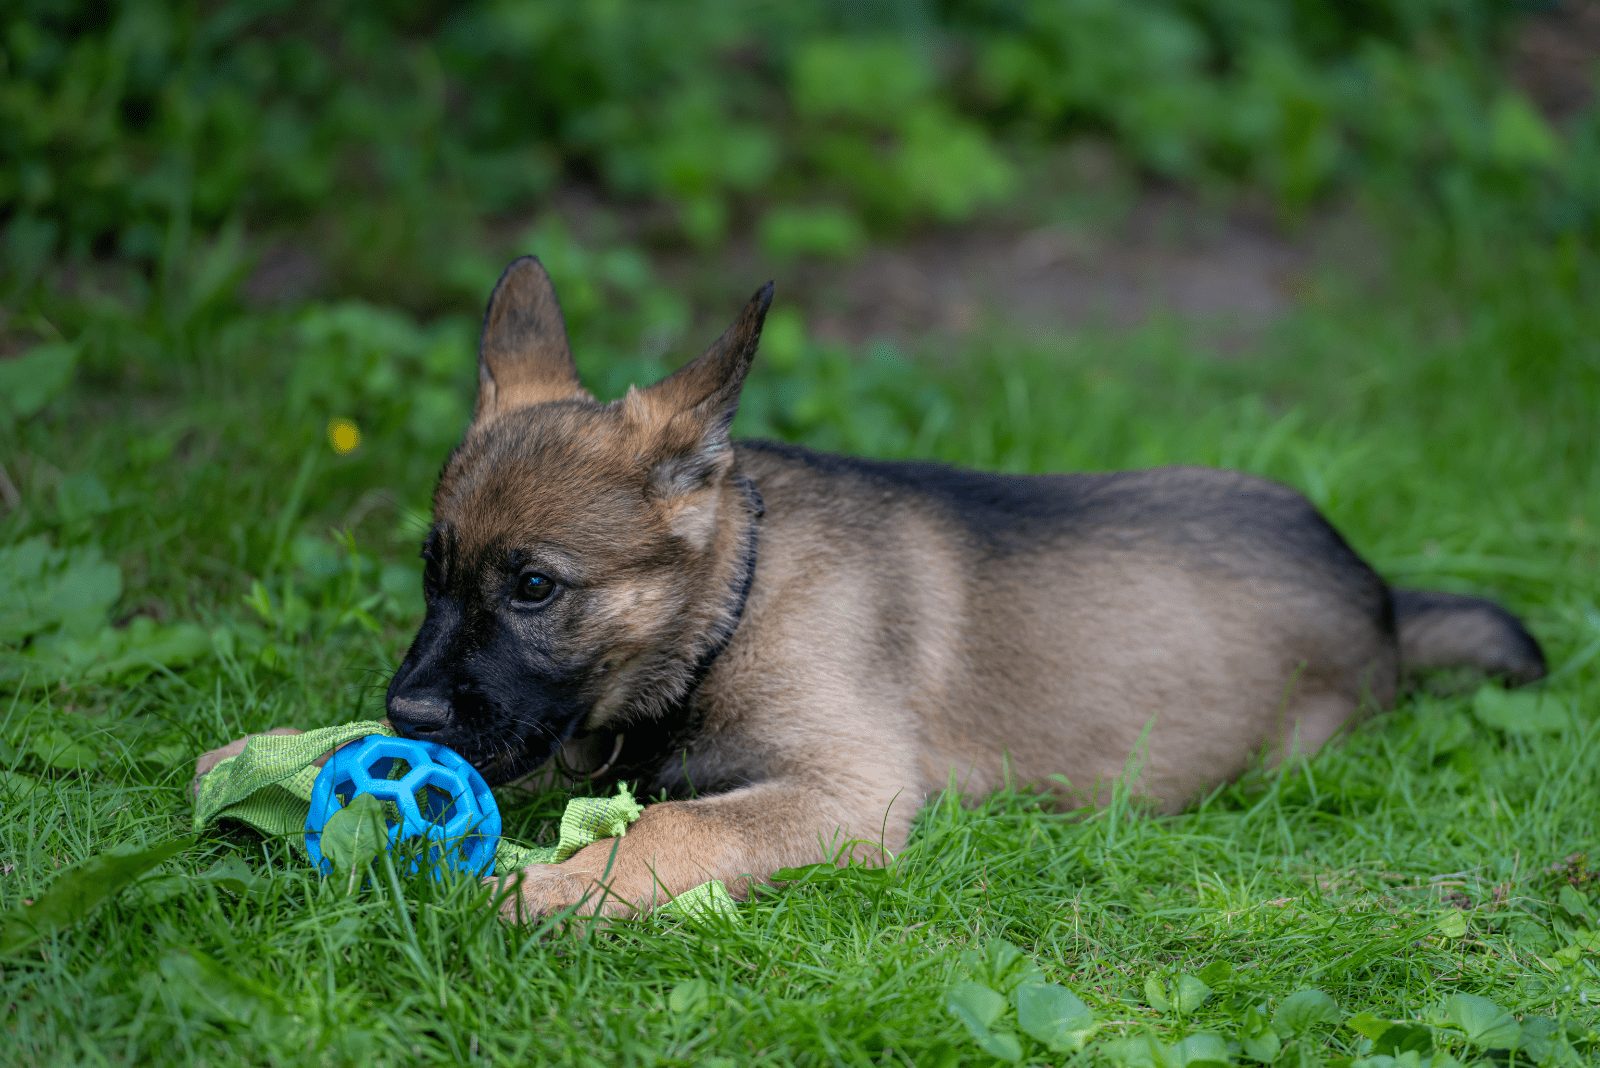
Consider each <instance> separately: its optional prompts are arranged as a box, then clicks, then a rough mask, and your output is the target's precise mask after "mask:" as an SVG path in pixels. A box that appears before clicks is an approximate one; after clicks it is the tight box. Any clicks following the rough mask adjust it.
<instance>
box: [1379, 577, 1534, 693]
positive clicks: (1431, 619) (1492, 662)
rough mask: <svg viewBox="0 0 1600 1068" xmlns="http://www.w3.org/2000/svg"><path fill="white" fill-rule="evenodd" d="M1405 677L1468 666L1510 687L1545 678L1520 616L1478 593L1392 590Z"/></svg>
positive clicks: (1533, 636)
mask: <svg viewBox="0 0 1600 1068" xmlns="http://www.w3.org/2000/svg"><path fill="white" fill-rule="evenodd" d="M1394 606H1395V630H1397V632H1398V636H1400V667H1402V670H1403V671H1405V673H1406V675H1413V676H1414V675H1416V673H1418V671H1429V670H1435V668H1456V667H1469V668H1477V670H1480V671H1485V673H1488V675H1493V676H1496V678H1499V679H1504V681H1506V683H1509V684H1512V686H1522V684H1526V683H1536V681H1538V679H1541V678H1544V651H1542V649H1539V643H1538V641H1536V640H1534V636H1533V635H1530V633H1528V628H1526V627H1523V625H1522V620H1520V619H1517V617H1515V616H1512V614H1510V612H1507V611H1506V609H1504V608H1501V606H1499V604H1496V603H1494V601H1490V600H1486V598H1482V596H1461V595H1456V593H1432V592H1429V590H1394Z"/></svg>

▬▬▬▬▬▬

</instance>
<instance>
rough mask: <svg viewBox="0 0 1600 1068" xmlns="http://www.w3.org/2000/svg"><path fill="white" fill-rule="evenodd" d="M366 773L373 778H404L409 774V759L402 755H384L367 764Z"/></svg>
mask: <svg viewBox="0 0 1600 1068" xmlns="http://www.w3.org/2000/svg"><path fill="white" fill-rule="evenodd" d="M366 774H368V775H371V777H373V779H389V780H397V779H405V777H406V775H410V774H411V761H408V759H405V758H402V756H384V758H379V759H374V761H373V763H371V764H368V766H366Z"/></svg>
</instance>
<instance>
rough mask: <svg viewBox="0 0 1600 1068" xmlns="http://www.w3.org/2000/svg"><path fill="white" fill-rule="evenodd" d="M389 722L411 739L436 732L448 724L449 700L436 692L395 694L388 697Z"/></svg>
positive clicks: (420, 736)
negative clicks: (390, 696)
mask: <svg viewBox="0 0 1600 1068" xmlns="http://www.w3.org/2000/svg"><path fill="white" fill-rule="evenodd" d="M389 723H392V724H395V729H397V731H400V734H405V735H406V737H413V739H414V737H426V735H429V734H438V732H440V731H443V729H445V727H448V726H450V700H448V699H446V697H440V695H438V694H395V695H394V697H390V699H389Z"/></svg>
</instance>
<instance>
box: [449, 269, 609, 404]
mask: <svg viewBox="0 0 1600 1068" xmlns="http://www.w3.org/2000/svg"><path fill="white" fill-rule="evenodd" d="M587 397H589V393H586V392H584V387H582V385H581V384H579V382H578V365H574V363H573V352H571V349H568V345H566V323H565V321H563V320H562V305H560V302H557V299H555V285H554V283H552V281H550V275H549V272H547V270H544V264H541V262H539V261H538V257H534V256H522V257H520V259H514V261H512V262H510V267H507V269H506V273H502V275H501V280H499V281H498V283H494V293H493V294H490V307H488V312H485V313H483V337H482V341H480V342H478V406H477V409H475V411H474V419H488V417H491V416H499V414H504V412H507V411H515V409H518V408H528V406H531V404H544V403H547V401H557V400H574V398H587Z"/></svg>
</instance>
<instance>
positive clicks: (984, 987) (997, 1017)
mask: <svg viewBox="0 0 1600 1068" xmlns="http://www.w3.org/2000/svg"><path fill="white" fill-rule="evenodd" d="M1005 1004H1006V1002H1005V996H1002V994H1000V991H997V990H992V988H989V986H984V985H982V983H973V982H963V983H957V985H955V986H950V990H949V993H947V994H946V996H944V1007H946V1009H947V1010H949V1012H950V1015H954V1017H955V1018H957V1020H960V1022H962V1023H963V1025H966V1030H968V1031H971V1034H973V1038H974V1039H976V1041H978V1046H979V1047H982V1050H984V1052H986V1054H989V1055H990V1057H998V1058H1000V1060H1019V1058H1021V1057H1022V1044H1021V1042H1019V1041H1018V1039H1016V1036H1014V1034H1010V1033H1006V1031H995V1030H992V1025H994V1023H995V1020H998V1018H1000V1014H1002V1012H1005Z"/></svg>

▬▬▬▬▬▬

• **Assignment**
Reproduce only the lines above, starting at the line with "positive clicks: (1431, 619) (1492, 662)" and ending at the line with "677L1468 666L1510 687L1545", exactly as written.

• **Written solution**
positive clicks: (1431, 619) (1492, 662)
rough mask: <svg viewBox="0 0 1600 1068" xmlns="http://www.w3.org/2000/svg"><path fill="white" fill-rule="evenodd" d="M1405 677L1468 666L1510 687L1545 678L1520 616L1478 593L1392 590Z"/></svg>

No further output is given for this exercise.